EXCERPTED PASSAGE >>
----------------------------------------

Stand Up and
Be Counted
By embracing a
saltwater fishing license, recreational anglers become a force to be
reckoned with in fisheries management.
By Walter W. Fondren III
Chairman of Coastal Conservation Association
Walter W. Fondren III is one of the original founders
of Coastal Conservation Association and has helped guide the
organization to some of its greatest conservation victories. Under his
watch, CCA has successfully banned gill nets in several states, won
game fish status for several fish species in the Gulf of Mexico and in
the Atlantic, established bycatch-reduction guidelines for the shrimp
industry, and won a complete commercial net ban in Florida.
It has been proven time and again that
our marine resources are not infinite. Efficient, modern
technology is capable of simply overwhelming our oceans.
Diesel-powered boats equipped with an array of electronic equipment,
guided by spotter planes, utilizing monofilament gill nets, huge
bottom trawls and miles of longlines have proven more than a match for
many species of fish.
The New England ground
fishery, for example, is a faint shadow of its former productivity,
and there are indications that after decades of commercial overfishing,
it might not ever recover. Locals recall a time when the ocean teemed
with bait, fish, birds and whales. It is a virtual desert now in some
areas.
When we
first formed Coastal Conservation Association more than a quarter
century ago, our goal was to prevent that kind of reckless abuse of
our marine resources. In our early skirmishes with gill-netters along
the Texas coast, we quickly found that the real power to conserve or
destroy our marine resources does not lie with the technology. The
real power in this battle is political.
The
commercial fishing industry enjoys the kind of political power that
comes from being a small, but concentrated source of jobs, economic
activity and influence. Technology alone did not wipe out groundfish
stocks off New England. Even after it became very apparent what was
happening to the resource, the considerable political clout held by
the commercial fishing industry for generations in that region allowed
the destruction to continue almost to the point of no-return.
CCA has
seen firsthand what a politically active, well-financed and motivated
minority of businesses are capable of achieving in fisheries
management. Often, millions of recreational anglers have found
themselves on the sidelines as decisions were made that led to the
decimation of some species of fish. There is strength in numbers, but
only if someone is counting. The owner of a seafood company that
employs 100 people has historically wielded far more power in the
fishery management arena than a vast, silent, unknown population of
recreational anglers. That seafood company’s payroll, landings data
and bottom line provide a tiny snapshot of the value associated with a
particular fishery, but it may be the only snapshot. That monopoly on
information translates into political power.
However, CCA has found that recreational fishermen do have a weapon to
level the playing field and provide a more realistic evaluation of our
marine resources: a saltwater recreational fishing license.
Sometimes leadership means taking unpopular positions, and few issues
have angered and confused anglers more than the subject of a saltwater
recreational fishing license. CCA has fought for licenses in states
all along the Gulf and Atlantic coasts. It is a difficult issue,
especially in the Northeast, and we have lost more than a few members
over it. Regardless, implementation of a saltwater recreational
fishing license is the most important single step that a state can
take to conserve and improve its fisheries.

----------------------------------------

DATASET ROWS >>
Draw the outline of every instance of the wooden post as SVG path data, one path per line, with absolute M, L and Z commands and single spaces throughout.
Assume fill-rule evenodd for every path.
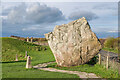
M 32 68 L 30 56 L 27 57 L 26 68 Z
M 98 55 L 99 55 L 99 64 L 101 64 L 101 54 Z
M 33 37 L 31 37 L 31 42 L 33 42 Z
M 29 42 L 29 37 L 27 37 L 27 42 Z
M 17 56 L 17 54 L 16 54 L 16 60 L 15 61 L 18 61 L 18 56 Z
M 25 52 L 25 58 L 27 58 L 27 51 Z
M 106 61 L 106 69 L 109 67 L 109 56 L 107 56 L 107 61 Z

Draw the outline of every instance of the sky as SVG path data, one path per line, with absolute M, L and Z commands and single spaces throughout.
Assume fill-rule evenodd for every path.
M 98 38 L 117 37 L 117 2 L 2 2 L 2 36 L 44 37 L 83 16 Z

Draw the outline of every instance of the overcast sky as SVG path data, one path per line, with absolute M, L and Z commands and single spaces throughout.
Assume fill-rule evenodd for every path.
M 83 16 L 99 38 L 117 36 L 117 2 L 3 2 L 2 35 L 44 37 L 56 25 Z

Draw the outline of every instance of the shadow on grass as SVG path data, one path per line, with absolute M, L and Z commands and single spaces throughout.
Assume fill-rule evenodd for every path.
M 19 61 L 7 61 L 7 62 L 0 62 L 0 63 L 17 63 L 17 62 L 26 62 L 26 60 L 19 60 Z

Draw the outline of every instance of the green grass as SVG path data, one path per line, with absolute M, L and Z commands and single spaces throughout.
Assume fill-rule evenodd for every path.
M 46 47 L 47 50 L 36 50 Z M 55 61 L 48 46 L 38 46 L 12 38 L 2 38 L 2 78 L 78 78 L 77 75 L 48 72 L 38 69 L 26 69 L 25 51 L 31 57 L 32 66 L 39 63 Z M 15 56 L 18 54 L 19 61 Z
M 105 50 L 105 51 L 109 51 L 109 52 L 113 52 L 113 53 L 118 53 L 118 50 L 116 49 L 110 49 L 110 48 L 102 48 L 102 50 Z
M 81 72 L 87 72 L 87 73 L 95 73 L 97 76 L 100 76 L 102 78 L 120 78 L 118 76 L 118 71 L 116 70 L 106 70 L 103 66 L 99 64 L 95 65 L 79 65 L 79 66 L 72 66 L 72 67 L 58 67 L 56 66 L 56 63 L 49 64 L 47 67 L 57 68 L 61 70 L 70 70 L 70 71 L 81 71 Z

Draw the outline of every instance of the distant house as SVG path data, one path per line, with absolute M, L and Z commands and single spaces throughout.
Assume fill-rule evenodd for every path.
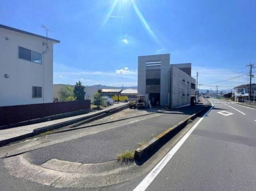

----------------------------------------

AIM OF THE EXERCISE >> Carry the article on saltwater fishing licenses forward from its final sentence, keeping its voice and argument. The lines after the article on saltwater fishing licenses are separate material and have no connection to it.

RESULT FOR THIS EXERCISE >>
The
saltwater license remains a bedrock principle for CCA and I firmly
believe the benefits far outweigh the costs.
On the
surface, it is very easy to attack licenses as nothing more than just
another tax to raise money for the government. For recreational
anglers, this is a much deeper issue than that. While some people see
a license as a tax and others refer to it as a user fee, the fact
remains that a license is a mechanism that enables recreational
anglers to have a seat at the bargaining table when critical fisheries
management issues are decided.
To
argue against a license is essentially to argue for representation
without taxation and, in this business, you get what you pay for. From
a historical perspective, in those states where saltwater licenses
have been implemented, recreational anglers have been able to achieve
near-miraculous conservation victories.
NUMBERS GAME
It is
not all uncommon for the commercial fishing sector to argue in public
against the need for a saltwater recreational fishing license, only to
have those same people dismiss recreational arguments before federal,
regional or state regulatory agencies because recreational anglers
don't "pay to play."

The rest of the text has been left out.